# Exercise instructions
Keep only the lines of the records that contain the word "wooden", and copy each of them in full.

Data taken from a collection:
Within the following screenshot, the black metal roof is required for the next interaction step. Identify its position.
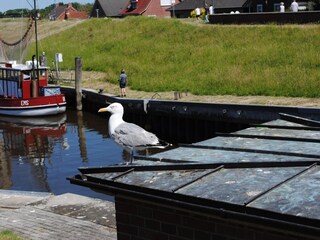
[69,116,320,234]
[167,0,247,11]
[91,0,129,17]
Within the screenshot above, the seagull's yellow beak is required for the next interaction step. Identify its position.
[98,108,108,112]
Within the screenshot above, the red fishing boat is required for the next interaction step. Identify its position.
[0,1,66,116]
[0,63,66,116]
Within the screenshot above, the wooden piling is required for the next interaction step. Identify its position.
[75,57,82,111]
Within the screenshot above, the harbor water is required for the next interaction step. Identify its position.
[0,109,134,200]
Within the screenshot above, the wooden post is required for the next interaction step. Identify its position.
[75,57,82,111]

# Correct result
Within the screenshot above, the wooden piling is required for the next interaction step. Identify its position.
Within the screenshot above, the wooden post is required for the next interaction step. Identify its position.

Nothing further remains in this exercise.